**Directions for this task**. Pull out each line of the material below that contains the word "panel".

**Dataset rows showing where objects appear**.
****

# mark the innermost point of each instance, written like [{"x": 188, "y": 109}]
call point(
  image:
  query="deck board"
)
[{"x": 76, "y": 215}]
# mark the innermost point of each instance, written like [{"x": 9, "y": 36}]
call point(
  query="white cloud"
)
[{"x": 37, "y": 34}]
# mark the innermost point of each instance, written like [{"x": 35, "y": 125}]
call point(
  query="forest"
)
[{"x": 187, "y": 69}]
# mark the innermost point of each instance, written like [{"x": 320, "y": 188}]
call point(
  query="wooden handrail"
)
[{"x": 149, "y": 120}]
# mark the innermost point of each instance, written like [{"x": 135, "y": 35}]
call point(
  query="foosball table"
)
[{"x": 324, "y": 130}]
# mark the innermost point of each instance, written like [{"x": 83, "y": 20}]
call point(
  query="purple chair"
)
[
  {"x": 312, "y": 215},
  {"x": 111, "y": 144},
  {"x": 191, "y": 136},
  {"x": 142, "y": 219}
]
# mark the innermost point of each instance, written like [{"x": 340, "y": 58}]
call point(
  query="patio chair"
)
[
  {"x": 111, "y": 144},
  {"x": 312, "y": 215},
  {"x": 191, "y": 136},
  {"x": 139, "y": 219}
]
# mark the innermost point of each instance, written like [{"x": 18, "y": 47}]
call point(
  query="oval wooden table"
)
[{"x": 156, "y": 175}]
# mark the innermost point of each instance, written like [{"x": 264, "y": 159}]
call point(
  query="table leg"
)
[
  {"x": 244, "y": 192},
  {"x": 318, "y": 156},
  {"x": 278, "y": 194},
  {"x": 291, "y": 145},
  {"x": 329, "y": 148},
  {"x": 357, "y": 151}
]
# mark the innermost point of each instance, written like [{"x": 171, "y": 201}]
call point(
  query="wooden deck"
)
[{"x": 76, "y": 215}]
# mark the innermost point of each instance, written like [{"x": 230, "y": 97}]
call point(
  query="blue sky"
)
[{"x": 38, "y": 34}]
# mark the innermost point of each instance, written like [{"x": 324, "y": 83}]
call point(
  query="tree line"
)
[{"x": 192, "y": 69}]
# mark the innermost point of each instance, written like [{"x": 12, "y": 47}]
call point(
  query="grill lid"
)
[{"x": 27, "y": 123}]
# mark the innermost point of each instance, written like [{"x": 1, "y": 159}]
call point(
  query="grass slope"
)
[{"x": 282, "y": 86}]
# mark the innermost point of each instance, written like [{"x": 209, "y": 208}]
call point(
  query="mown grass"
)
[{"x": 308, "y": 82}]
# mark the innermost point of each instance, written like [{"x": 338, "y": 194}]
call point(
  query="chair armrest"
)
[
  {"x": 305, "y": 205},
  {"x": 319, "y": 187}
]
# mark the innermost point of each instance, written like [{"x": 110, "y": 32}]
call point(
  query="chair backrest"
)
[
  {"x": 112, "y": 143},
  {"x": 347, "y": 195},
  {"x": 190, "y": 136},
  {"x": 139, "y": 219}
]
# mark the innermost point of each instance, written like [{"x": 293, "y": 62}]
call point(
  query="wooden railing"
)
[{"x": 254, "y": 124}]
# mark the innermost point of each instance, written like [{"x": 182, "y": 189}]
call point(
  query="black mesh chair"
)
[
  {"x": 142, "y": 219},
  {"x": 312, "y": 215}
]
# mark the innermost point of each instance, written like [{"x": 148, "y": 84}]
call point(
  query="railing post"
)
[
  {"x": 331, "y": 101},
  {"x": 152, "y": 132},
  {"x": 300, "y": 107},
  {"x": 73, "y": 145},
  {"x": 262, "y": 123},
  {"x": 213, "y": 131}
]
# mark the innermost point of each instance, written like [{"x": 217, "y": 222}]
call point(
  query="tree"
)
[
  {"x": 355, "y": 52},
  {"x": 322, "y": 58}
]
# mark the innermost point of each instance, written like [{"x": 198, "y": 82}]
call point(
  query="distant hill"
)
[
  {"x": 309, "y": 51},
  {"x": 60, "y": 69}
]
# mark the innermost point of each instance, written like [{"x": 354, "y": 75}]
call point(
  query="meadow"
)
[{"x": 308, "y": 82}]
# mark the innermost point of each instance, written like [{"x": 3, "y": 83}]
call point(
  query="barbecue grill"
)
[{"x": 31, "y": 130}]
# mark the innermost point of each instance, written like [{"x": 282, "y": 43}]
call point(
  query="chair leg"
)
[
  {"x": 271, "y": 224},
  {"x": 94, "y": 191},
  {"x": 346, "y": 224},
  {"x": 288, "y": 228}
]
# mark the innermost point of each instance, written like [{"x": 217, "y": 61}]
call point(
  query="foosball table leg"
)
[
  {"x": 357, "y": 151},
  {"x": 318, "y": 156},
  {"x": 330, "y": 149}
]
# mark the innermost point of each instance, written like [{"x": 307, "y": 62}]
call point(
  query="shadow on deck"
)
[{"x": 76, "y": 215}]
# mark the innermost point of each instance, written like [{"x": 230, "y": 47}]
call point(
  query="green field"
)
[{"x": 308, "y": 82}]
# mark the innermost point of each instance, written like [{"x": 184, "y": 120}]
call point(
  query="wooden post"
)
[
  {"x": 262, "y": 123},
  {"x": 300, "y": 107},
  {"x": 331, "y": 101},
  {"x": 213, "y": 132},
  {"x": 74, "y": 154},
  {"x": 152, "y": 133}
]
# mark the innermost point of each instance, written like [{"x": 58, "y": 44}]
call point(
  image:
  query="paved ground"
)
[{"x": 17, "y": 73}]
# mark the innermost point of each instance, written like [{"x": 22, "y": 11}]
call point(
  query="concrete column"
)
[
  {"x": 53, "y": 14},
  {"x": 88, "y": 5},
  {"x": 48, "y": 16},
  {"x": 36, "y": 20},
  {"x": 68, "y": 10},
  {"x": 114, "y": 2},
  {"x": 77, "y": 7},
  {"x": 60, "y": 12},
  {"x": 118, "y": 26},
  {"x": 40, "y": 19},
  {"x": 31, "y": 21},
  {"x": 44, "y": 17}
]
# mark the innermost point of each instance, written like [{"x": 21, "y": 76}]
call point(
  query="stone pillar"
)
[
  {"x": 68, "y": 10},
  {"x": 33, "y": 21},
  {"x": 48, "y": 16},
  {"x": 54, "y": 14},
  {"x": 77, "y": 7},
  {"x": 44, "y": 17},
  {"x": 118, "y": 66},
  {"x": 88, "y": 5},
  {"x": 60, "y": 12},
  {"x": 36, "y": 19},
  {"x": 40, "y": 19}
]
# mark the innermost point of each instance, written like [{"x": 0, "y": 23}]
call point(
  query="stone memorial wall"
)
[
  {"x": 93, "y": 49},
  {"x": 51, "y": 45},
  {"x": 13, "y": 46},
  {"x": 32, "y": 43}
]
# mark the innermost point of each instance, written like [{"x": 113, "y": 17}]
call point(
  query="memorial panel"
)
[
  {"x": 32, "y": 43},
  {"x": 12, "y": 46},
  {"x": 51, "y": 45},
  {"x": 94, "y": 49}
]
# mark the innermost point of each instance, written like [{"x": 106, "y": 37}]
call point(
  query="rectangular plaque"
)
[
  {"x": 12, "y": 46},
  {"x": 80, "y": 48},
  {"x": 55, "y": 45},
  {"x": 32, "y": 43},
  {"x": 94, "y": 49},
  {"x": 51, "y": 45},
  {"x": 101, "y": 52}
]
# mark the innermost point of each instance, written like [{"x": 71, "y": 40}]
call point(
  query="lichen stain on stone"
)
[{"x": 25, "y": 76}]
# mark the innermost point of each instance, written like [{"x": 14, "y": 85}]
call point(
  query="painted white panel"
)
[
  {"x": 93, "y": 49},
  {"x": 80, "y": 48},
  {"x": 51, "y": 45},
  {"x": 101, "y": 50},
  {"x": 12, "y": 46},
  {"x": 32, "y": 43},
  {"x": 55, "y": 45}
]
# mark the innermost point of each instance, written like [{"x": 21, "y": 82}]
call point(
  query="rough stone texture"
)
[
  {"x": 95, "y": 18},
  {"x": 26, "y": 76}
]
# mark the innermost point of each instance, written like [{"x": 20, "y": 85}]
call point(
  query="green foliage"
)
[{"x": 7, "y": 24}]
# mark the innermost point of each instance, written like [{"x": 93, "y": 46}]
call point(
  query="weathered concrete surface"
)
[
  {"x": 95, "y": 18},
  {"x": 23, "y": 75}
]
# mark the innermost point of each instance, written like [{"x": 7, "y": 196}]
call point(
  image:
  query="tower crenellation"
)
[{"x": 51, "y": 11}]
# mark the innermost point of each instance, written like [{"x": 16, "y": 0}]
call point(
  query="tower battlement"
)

****

**Response to the exercise**.
  query="memorial panel"
  query="painted white panel"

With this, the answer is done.